(MATERIAL FOR THIS TASK):

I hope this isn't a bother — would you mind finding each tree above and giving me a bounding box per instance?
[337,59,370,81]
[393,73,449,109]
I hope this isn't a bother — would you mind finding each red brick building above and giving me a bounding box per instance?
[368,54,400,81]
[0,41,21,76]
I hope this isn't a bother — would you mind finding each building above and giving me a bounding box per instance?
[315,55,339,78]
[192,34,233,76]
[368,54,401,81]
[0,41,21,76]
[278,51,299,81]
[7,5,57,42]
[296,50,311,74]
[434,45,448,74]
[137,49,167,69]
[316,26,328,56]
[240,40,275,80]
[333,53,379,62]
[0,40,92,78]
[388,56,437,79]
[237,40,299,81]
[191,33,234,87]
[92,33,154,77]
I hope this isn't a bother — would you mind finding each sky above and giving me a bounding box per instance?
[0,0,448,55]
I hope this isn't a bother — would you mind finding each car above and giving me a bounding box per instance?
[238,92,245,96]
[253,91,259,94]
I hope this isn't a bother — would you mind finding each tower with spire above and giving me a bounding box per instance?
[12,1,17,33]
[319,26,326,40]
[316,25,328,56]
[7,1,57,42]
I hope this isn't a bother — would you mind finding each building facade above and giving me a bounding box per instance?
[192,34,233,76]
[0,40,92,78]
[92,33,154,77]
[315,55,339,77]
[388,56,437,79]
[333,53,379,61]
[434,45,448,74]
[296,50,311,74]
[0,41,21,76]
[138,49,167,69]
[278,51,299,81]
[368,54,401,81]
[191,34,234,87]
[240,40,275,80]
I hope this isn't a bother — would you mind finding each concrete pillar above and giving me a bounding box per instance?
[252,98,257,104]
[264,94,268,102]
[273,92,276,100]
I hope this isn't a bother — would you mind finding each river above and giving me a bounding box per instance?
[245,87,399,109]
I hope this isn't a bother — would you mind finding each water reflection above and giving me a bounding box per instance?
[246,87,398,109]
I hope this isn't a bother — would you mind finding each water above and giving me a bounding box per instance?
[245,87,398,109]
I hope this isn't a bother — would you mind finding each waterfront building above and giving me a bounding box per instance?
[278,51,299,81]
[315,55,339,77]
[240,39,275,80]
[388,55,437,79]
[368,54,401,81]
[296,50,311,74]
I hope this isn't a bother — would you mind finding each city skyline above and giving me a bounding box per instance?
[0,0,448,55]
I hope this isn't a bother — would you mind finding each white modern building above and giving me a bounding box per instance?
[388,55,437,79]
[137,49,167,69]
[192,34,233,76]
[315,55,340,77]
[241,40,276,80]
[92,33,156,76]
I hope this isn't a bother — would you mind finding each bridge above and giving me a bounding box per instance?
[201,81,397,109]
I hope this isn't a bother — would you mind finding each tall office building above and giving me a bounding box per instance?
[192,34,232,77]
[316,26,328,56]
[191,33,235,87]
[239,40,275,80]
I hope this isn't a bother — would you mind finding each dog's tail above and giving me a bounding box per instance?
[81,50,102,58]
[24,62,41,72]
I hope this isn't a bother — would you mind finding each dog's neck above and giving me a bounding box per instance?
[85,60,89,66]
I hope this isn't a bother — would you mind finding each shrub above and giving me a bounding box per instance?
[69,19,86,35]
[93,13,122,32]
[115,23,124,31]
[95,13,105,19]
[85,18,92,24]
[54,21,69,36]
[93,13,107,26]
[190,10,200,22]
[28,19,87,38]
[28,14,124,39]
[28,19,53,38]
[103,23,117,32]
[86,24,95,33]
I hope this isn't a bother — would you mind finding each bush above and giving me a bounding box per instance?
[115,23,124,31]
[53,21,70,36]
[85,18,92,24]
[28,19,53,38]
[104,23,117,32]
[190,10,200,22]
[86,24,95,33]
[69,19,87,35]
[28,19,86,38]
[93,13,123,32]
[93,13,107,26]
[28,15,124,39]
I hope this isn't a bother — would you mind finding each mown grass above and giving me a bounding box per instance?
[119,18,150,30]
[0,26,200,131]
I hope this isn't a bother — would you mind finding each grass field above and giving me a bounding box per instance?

(BRIEF):
Repeat what the records above say. Use their exact words.

(ANSWER BELOW):
I hope this isn't a bother — would you mind finding each tree above and giving me a bounding box per instance?
[337,59,370,81]
[393,73,449,109]
I hope this isn't a bother — would you mind finding each red brick building above and giving me a bounding box per instance?
[368,54,400,81]
[0,41,21,76]
I hope this isn't a bother — would you mind finding each building above and giving me a bounding box per instance?
[315,55,339,78]
[192,34,233,76]
[368,54,401,81]
[0,41,21,76]
[278,51,299,81]
[7,5,57,42]
[296,50,311,74]
[434,45,448,74]
[137,49,167,69]
[316,26,328,56]
[240,40,275,80]
[333,53,379,62]
[0,40,92,78]
[388,56,437,79]
[237,40,299,81]
[191,33,234,87]
[92,33,154,77]
I hope this isn't a bother — would you mind finding each sky above and giving me a bounding box per instance?
[0,0,448,55]
I hope this isn't a bother — would you mind finding each car above and giving me a bounding box per instance?
[238,92,245,96]
[253,91,259,94]
I hope this isn't a bother — would you mind finding each tower with spire above and giving me a bounding box per instance?
[12,1,17,33]
[319,26,326,40]
[316,25,328,56]
[7,1,57,42]
I hope this isn't a bother — would you mind finding each building facade above and giving me a bounding box per instance?
[192,34,233,76]
[0,40,92,78]
[92,33,154,77]
[315,55,339,77]
[388,56,437,79]
[333,53,379,61]
[434,45,448,74]
[296,50,311,74]
[0,41,21,76]
[138,49,167,69]
[278,51,299,81]
[368,54,401,81]
[191,34,234,87]
[240,40,275,80]
I hope this isn't a bother — would you mind finding each concrete pillar above and giving me a bounding box per instance?
[252,98,257,104]
[264,94,268,102]
[273,92,276,100]
I hope this isn't a bother — would you mind finding each river above and giving me a bounding box per instance?
[245,87,399,109]
I hope this isn't a bother — would you mind finding each water reflection above and giving me a bounding box per instance?
[246,87,398,109]
I hope this isn't a bother — would you mind finding each water above and giving me a bounding box per instance?
[245,87,398,109]
I hope this isn't a bother — would you mind finding each waterfront building above and giving me a bounding box per instance?
[278,51,299,81]
[315,55,339,77]
[240,39,275,80]
[388,55,437,79]
[368,54,401,81]
[296,50,311,74]
I hope this isn't a bother — would you mind finding each city skyline above and giving me a bounding box per instance?
[0,0,448,55]
I hope this isn't a bother — would you mind finding each white modern building above and giving me a bounding box per instance?
[388,55,437,79]
[137,49,167,69]
[192,34,233,76]
[315,55,340,77]
[241,40,276,80]
[92,33,156,76]
I hope this isn't a bother — would you mind finding each bridge above and giving me a bounding box per instance?
[201,81,397,109]
I hope this isn't a bother — would you mind finding each tall office building above and giving me a bounding box per instance?
[192,34,232,77]
[316,26,328,56]
[191,33,235,87]
[239,40,275,80]
I hope this isn't a bother — would you mind finding each dog's tail above and giving me a bounding box per instance?
[81,50,102,58]
[24,62,41,72]
I hope this isn't a bother — would you mind finding each dog's neck above and giving me a bounding box per instance?
[85,60,89,66]
I hope this isn't a bother — would you mind finding each shrub above and giving me a bounding box per instance?
[69,19,86,35]
[93,13,122,32]
[115,23,124,31]
[95,13,105,19]
[85,18,92,24]
[54,21,69,36]
[93,13,107,26]
[190,10,200,22]
[28,19,87,38]
[28,14,124,39]
[28,19,53,38]
[103,23,117,32]
[86,24,95,33]
I hope this isn't a bother — would you mind finding each bush above and giving me a bounding box per instance?
[115,23,124,31]
[53,21,70,36]
[85,18,92,24]
[28,19,53,38]
[104,23,117,32]
[190,10,200,22]
[86,24,95,33]
[69,19,87,35]
[28,19,86,38]
[93,13,123,32]
[93,13,107,26]
[28,15,124,39]
I hope this isn't a bother — would you mind finding each mown grass above and giving me a bounding box per instance?
[119,18,150,30]
[0,26,200,131]
I hope this isn't a bother — would you mind finding each grass field above and giving me a bounding box per instance?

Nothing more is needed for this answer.